● **Supplied passage**
┌──

In [None]:
import pandas as pd
import numpy as np

from math import exp, sqrt, pi, log
from operator import itemgetter

from sklearn.model_selection import train_test_split
from sklearn import svm
from sklearn.ensemble import RandomForestClassifier

In [8]:
def prepare_text_english(data):

    data_desc_title = data[['description', 'title']]

    data_desc_title_ls = data_desc_title.values.tolist()



    ##### tokenization, casefolding#####

    import nltk

    nltk.download('punkt', quiet=True)



    from nltk.tokenize import word_tokenize

    tokenized = []

    for data in data_desc_title_ls:

        tokenized_desc = word_tokenize(data[0].lower())

        tokenized_title = word_tokenize(data[1].lower())

        tokenized.append([tokenized_desc, tokenized_title])



    ###### normalization, lemmatization,and removing punctuation marks########

    import nltk

    nltk.download('wordnet', quiet=True)

└──

● **Given entries**
┌──

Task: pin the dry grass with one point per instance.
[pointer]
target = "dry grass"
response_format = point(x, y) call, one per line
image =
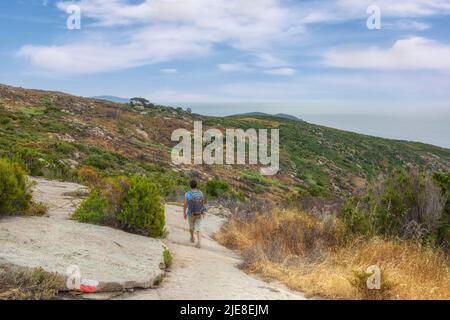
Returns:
point(28, 284)
point(314, 257)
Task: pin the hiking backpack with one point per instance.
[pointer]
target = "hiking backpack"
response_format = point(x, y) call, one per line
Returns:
point(196, 204)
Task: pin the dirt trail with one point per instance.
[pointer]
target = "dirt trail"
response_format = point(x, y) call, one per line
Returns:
point(207, 273)
point(122, 260)
point(117, 259)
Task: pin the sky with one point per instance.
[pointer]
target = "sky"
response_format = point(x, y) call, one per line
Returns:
point(315, 59)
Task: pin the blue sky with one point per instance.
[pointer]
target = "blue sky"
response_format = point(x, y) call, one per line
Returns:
point(223, 56)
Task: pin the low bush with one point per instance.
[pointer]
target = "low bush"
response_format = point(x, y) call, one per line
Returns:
point(407, 205)
point(15, 195)
point(168, 259)
point(132, 204)
point(142, 211)
point(94, 209)
point(89, 176)
point(216, 188)
point(31, 160)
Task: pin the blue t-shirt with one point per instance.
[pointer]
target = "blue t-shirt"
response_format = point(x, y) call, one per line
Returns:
point(189, 196)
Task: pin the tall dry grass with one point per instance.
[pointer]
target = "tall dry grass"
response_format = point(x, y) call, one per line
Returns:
point(317, 257)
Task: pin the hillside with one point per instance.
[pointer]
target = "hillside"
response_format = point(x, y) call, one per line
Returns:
point(55, 134)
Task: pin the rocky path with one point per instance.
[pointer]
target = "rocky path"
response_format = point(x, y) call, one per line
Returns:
point(208, 273)
point(120, 260)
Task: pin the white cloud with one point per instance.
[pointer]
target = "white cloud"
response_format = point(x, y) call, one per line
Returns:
point(169, 71)
point(161, 30)
point(407, 25)
point(154, 31)
point(281, 71)
point(233, 67)
point(408, 54)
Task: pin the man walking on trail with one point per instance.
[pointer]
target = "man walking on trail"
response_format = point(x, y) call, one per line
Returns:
point(194, 210)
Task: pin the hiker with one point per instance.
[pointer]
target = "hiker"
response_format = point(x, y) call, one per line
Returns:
point(194, 210)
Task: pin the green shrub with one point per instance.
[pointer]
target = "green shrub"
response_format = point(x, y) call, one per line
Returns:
point(407, 205)
point(15, 196)
point(168, 259)
point(99, 162)
point(131, 204)
point(142, 210)
point(216, 188)
point(31, 159)
point(94, 209)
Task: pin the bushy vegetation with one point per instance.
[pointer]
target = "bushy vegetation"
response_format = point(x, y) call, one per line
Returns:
point(142, 210)
point(216, 188)
point(406, 205)
point(132, 204)
point(15, 195)
point(168, 259)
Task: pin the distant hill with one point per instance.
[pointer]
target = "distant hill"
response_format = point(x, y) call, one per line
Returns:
point(55, 134)
point(112, 99)
point(263, 114)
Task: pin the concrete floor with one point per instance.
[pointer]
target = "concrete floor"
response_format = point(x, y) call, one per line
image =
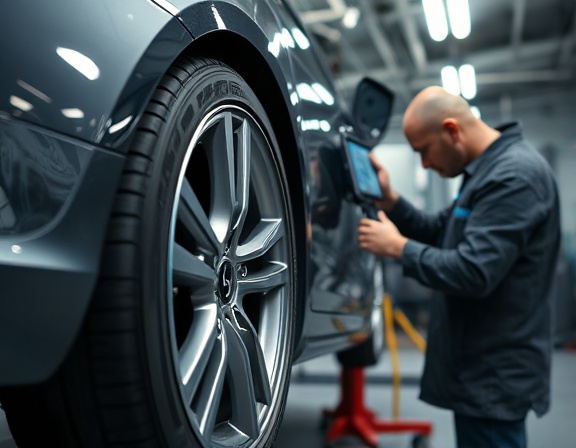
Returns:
point(315, 388)
point(302, 421)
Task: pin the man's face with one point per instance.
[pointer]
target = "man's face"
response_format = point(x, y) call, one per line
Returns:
point(439, 152)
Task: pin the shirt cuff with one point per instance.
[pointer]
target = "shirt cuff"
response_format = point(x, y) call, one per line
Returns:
point(411, 256)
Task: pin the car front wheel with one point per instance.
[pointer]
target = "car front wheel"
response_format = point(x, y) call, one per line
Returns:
point(189, 338)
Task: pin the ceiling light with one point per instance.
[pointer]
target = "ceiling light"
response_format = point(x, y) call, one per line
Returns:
point(351, 17)
point(459, 15)
point(476, 111)
point(435, 19)
point(467, 76)
point(450, 81)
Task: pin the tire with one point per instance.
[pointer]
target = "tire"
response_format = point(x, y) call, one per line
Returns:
point(189, 339)
point(368, 352)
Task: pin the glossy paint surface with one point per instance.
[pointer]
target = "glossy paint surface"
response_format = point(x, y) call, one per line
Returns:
point(81, 74)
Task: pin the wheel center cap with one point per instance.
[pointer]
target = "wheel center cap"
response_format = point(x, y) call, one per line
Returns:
point(226, 281)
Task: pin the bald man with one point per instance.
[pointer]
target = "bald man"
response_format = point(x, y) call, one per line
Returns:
point(490, 258)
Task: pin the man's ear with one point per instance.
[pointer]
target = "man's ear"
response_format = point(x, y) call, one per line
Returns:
point(451, 126)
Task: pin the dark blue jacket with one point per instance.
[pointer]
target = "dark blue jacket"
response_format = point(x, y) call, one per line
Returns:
point(491, 257)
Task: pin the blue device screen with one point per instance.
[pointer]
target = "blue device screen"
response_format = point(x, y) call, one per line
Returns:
point(366, 177)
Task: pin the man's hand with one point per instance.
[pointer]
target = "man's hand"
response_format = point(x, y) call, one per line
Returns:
point(381, 237)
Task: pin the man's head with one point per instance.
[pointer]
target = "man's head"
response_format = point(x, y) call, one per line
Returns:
point(444, 131)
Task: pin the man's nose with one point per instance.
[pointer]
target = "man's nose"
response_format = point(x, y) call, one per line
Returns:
point(425, 163)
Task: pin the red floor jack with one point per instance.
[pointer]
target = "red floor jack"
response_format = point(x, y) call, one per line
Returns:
point(351, 417)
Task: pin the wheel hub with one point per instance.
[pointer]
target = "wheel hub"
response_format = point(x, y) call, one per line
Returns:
point(226, 282)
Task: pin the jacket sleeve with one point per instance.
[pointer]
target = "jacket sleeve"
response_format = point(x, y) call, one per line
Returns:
point(416, 224)
point(495, 234)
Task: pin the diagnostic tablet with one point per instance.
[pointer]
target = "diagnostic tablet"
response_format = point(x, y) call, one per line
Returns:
point(363, 176)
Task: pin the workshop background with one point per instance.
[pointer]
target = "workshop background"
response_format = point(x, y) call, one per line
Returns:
point(513, 60)
point(522, 58)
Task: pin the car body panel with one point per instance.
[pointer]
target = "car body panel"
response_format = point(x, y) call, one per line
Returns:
point(46, 95)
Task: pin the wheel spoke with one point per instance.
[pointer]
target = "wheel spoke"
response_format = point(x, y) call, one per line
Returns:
point(244, 416)
point(257, 362)
point(274, 275)
point(189, 270)
point(242, 178)
point(196, 350)
point(194, 219)
point(213, 384)
point(223, 176)
point(261, 239)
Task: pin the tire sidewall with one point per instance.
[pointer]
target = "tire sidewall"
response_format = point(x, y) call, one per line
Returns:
point(211, 86)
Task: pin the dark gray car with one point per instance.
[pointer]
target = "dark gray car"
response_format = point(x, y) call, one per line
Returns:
point(176, 228)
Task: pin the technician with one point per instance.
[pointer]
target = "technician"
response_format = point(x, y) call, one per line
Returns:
point(490, 257)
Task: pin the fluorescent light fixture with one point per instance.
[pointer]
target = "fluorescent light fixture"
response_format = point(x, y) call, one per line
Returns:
point(300, 39)
point(467, 76)
point(459, 15)
point(450, 80)
point(436, 19)
point(21, 104)
point(286, 39)
point(351, 17)
point(476, 111)
point(82, 63)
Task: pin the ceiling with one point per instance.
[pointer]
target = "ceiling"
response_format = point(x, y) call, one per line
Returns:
point(519, 48)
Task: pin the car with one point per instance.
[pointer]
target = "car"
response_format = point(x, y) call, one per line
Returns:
point(176, 222)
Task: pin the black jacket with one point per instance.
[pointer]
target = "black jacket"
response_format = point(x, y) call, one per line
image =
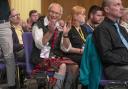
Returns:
point(112, 51)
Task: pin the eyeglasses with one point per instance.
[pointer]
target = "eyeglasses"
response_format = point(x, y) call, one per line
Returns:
point(13, 16)
point(53, 12)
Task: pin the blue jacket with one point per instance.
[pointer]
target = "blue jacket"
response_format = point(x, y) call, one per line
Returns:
point(90, 68)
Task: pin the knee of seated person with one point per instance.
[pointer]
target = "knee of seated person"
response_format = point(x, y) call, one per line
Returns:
point(62, 69)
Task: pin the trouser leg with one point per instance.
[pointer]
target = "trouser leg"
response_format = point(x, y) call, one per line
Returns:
point(71, 77)
point(6, 44)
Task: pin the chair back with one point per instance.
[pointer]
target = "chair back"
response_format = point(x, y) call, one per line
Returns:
point(28, 44)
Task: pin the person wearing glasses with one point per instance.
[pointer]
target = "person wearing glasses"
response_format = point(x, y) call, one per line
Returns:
point(46, 33)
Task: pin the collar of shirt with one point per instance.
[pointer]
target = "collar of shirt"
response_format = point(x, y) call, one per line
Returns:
point(46, 22)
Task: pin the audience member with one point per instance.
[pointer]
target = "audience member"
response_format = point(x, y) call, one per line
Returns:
point(46, 38)
point(6, 45)
point(95, 17)
point(72, 43)
point(17, 29)
point(124, 19)
point(111, 41)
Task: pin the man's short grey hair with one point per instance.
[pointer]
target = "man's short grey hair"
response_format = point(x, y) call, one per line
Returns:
point(106, 3)
point(52, 4)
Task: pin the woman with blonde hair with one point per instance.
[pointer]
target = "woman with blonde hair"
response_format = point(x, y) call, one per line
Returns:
point(72, 43)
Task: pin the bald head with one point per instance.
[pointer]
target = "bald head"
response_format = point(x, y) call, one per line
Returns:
point(56, 5)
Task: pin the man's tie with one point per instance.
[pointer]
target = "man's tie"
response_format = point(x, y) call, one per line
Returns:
point(124, 41)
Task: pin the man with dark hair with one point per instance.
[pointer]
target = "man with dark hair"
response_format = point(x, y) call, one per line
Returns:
point(95, 17)
point(111, 41)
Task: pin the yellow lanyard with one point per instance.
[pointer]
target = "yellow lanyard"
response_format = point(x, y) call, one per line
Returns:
point(81, 35)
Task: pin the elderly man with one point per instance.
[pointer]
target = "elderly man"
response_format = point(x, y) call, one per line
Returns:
point(111, 41)
point(46, 35)
point(124, 19)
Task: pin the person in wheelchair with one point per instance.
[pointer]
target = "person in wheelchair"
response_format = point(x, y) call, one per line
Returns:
point(46, 34)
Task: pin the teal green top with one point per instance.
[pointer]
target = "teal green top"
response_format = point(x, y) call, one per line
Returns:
point(90, 68)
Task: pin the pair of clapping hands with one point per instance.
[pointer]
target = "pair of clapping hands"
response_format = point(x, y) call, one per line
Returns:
point(65, 26)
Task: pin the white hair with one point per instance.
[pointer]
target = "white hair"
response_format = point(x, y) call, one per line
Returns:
point(53, 4)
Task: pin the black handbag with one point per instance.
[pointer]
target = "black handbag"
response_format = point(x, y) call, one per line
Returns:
point(117, 85)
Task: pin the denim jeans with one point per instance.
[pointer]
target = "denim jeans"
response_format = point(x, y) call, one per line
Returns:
point(6, 44)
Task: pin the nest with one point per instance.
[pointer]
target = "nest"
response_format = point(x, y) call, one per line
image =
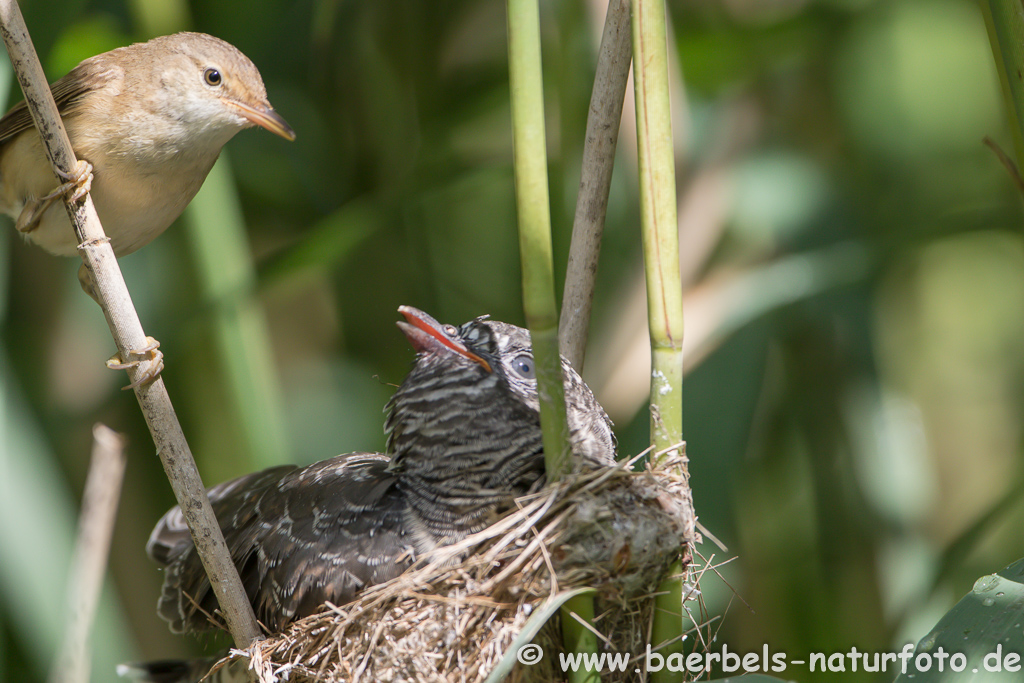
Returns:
point(456, 614)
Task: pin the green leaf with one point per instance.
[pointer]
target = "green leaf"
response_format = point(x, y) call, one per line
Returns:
point(980, 639)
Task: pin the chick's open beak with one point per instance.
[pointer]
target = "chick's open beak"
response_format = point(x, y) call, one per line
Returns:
point(426, 334)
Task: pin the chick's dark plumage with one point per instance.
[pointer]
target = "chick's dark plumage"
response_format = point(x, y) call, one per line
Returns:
point(464, 437)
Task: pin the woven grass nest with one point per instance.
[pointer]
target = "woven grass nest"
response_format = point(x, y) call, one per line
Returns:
point(454, 615)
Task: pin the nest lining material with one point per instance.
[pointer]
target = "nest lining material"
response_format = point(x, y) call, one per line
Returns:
point(455, 614)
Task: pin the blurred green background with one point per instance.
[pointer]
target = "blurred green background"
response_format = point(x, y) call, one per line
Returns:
point(855, 287)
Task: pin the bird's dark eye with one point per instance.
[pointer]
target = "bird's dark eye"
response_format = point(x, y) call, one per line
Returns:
point(523, 367)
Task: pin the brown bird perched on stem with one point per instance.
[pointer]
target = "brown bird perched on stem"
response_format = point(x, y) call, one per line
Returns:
point(464, 437)
point(146, 123)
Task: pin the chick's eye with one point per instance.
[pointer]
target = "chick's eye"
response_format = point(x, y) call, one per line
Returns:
point(523, 367)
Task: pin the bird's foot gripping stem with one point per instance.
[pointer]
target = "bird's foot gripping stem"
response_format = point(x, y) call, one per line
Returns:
point(150, 353)
point(79, 182)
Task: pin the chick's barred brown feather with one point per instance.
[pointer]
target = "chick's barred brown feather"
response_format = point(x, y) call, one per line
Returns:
point(464, 437)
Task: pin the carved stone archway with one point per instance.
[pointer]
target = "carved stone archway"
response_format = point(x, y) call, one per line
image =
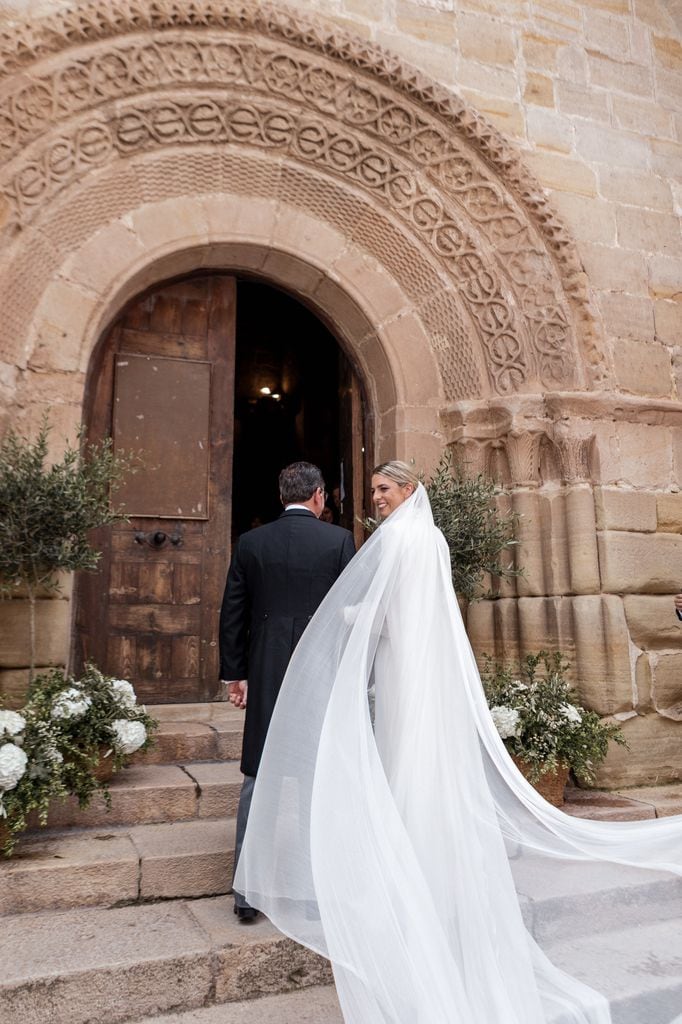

└──

● **Task to complete**
Please carry on the NLTK text-preprocessing notebook code from its final line. The listing above comes from a different source.

● **Written response**
    import nltk

    nltk.download('averaged_perceptron_tagger', quiet=True)

    nltk.download("punkt", quiet=True)



    from nltk.stem import WordNetLemmatizer



    lemmatizer = WordNetLemmatizer()

    from nltk.corpus import wordnet



    def get_wordnet_pos(word):

        """Map POS tag to first character lemmatize() accepts"""

        tag = nltk.pos_tag([word])[0][1][0].upper()

        tag_dict = {"J": wordnet.ADJ,

                    "N": wordnet.NOUN,

                    "V": wordnet.VERB,

                    "R": wordnet.ADV}



        return tag_dict.get(tag, wordnet.NOUN)



    lemmatizer = WordNetLemmatizer()



    tokenized_lemmatized = []

    for data in tokenized:

        lemmatized_tokenized_desc = []

        for word in data[0]:

            lemmatized_tokenized_desc.append(lemmatizer.lemmatize(word, get_wordnet_pos(word)))



        lemmatized_tokenized_desc = [word for word in lemmatized_tokenized_desc if word.isalnum()]



        lemmatized_tokenized_title = []

        for word in data[1]:

            lemmatized_tokenized_title.append(lemmatizer.lemmatize(word, get_wordnet_pos(word)))



        lemmatized_tokenized_title = [word for word in lemmatized_tokenized_title if word.isalnum()]



        tokenized_lemmatized.append([lemmatized_tokenized_desc, lemmatized_tokenized_title])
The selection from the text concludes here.